WHAT THE TASK ASKS: Copy out, character for character, every line from the one containing "the deer hind" through the end of the material below, including both of those end lines.

Records from a data collection
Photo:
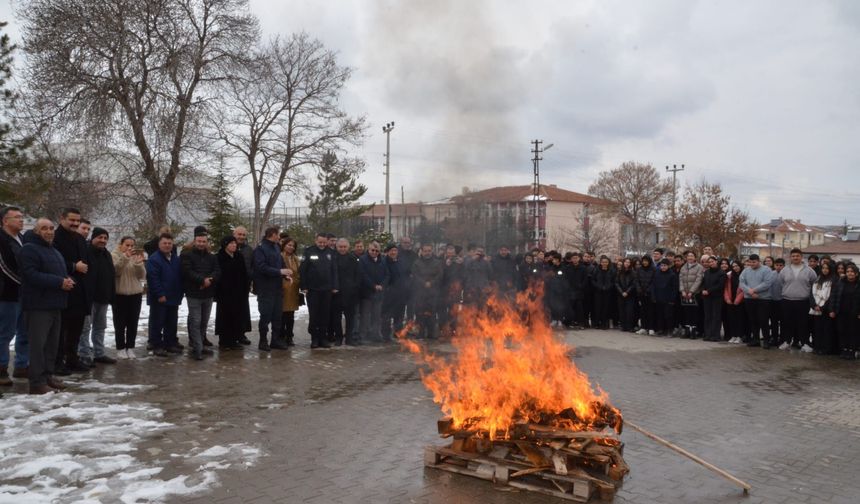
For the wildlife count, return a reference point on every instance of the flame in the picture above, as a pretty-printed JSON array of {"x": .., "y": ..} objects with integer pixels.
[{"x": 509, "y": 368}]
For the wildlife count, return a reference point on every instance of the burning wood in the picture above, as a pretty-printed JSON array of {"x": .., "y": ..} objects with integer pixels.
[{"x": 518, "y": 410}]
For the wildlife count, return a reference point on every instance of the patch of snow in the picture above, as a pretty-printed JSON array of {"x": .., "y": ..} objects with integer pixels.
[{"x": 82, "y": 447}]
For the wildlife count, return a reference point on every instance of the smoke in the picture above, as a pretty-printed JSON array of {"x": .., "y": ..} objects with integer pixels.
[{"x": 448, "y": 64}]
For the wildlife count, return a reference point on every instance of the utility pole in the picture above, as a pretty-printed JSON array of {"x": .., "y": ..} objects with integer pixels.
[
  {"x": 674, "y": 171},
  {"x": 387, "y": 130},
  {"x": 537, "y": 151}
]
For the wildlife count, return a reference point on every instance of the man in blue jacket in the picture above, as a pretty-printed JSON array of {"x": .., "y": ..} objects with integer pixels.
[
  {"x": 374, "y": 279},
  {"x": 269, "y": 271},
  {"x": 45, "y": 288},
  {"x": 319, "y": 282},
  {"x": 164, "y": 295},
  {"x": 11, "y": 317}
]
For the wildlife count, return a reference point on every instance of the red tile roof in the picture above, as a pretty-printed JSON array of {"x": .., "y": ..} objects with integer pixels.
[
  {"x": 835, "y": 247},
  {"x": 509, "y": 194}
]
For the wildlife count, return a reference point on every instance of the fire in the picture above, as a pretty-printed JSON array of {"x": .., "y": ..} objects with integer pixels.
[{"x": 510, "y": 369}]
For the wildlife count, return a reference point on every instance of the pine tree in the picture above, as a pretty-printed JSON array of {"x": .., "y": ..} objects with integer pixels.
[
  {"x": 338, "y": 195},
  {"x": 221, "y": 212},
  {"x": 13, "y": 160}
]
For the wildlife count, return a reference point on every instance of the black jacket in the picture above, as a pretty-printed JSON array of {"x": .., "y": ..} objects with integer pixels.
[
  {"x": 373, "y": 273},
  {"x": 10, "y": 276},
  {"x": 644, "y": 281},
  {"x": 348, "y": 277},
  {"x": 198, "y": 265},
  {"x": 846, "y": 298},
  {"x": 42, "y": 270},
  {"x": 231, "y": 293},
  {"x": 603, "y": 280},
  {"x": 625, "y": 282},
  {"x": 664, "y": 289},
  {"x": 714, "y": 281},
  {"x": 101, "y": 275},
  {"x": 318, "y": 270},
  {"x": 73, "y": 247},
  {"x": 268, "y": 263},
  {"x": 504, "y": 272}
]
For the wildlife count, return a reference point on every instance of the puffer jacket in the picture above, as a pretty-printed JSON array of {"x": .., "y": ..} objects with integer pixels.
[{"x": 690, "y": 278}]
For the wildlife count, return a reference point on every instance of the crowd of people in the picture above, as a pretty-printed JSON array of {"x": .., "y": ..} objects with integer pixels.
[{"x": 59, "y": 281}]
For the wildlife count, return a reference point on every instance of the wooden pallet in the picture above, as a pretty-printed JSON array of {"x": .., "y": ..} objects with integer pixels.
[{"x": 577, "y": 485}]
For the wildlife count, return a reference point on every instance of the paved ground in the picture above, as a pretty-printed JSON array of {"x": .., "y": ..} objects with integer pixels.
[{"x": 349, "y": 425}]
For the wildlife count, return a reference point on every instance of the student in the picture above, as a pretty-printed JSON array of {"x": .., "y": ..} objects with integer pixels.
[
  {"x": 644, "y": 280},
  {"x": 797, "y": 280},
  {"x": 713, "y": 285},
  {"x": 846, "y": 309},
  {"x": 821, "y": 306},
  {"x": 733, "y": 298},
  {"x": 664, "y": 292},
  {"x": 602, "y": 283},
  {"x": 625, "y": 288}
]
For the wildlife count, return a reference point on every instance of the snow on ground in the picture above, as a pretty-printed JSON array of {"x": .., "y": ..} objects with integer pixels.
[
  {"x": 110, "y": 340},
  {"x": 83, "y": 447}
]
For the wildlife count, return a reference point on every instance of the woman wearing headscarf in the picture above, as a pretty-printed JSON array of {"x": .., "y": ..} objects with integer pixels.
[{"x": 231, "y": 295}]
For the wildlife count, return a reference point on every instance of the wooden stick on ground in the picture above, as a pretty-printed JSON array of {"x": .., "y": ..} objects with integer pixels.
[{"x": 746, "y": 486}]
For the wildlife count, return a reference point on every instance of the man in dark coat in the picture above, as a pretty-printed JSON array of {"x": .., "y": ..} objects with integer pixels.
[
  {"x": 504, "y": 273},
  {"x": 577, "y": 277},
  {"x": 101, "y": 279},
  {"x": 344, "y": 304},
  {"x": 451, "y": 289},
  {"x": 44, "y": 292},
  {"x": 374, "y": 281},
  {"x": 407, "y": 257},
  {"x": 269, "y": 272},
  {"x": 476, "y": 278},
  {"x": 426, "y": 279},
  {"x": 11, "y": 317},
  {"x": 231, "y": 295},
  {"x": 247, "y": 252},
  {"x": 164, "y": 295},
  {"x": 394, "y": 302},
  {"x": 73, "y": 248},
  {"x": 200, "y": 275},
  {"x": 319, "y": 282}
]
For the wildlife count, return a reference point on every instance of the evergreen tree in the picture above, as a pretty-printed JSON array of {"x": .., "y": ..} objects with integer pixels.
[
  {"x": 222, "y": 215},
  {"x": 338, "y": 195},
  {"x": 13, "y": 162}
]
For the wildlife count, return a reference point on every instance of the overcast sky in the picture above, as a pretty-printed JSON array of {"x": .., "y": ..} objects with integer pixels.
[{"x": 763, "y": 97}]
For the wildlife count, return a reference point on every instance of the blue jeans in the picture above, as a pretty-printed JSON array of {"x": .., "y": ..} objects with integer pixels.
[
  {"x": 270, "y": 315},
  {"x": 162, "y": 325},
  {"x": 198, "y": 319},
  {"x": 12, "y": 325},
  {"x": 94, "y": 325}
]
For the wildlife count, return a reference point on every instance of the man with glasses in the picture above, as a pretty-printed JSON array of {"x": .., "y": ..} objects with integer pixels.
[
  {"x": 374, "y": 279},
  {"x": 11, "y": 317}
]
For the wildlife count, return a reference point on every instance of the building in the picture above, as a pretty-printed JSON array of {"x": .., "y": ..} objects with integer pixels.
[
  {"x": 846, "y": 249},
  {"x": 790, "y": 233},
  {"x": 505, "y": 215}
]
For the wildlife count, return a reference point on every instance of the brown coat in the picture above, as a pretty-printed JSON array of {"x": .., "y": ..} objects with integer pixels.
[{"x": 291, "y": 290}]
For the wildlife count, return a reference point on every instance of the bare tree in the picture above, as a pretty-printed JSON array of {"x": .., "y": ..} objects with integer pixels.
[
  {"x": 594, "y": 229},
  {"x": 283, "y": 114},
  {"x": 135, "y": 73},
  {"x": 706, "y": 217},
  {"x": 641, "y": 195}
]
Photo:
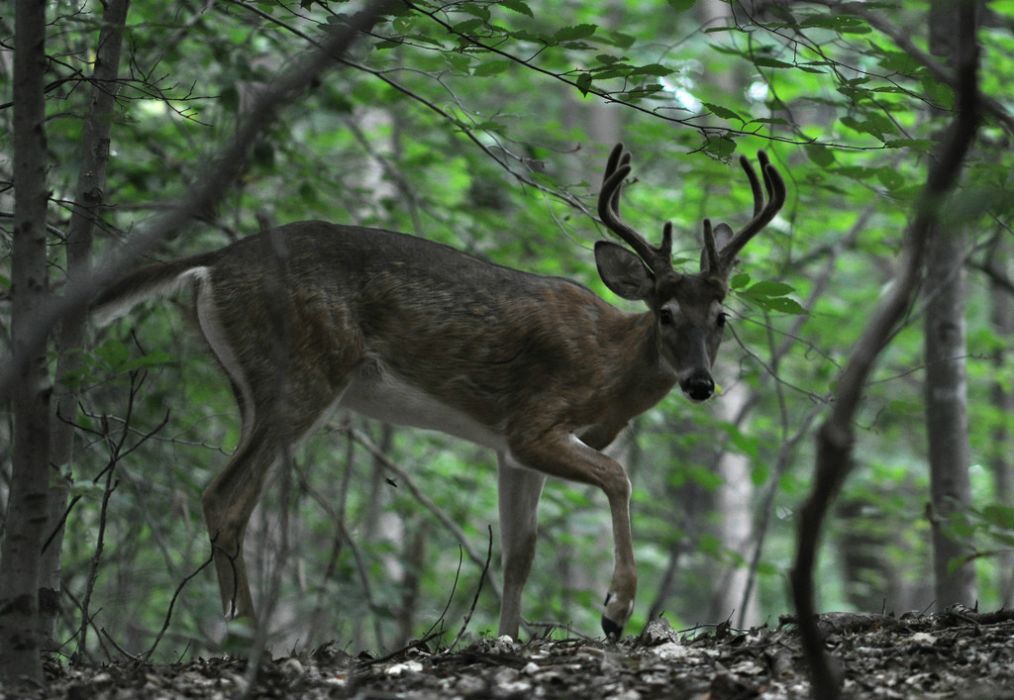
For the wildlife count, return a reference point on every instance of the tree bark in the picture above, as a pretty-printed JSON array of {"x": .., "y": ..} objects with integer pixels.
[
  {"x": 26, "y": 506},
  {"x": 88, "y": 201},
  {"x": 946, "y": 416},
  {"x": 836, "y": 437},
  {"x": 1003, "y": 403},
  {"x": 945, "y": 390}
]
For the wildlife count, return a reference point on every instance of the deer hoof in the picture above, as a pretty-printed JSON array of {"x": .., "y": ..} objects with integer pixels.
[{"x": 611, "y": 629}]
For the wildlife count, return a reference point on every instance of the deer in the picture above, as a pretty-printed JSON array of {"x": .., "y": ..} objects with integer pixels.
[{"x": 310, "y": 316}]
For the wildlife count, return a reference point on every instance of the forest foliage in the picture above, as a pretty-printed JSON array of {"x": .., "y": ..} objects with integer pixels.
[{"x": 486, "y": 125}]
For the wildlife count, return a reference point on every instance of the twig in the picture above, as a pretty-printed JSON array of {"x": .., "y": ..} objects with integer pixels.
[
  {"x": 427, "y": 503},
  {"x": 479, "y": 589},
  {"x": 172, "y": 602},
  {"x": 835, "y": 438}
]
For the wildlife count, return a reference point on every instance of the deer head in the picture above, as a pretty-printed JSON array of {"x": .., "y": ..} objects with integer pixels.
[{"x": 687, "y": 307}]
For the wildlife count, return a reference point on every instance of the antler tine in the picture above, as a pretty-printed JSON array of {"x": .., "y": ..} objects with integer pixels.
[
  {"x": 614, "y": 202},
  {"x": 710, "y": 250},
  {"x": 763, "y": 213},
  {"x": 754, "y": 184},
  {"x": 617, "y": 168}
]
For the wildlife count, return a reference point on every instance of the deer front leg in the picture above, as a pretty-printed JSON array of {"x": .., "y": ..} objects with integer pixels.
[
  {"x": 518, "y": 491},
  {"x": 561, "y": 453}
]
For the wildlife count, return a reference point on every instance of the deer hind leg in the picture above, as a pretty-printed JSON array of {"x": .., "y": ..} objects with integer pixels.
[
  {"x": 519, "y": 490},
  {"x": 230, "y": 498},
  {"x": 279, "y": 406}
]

SOLUTION TO THE EXERCISE:
For the wildlife count, return a reference point on every instance of the deer hind leg in the picture above, as a pretty-printed JSON array of {"x": .., "y": ..} objects with integer pixels.
[
  {"x": 519, "y": 490},
  {"x": 230, "y": 498},
  {"x": 279, "y": 406}
]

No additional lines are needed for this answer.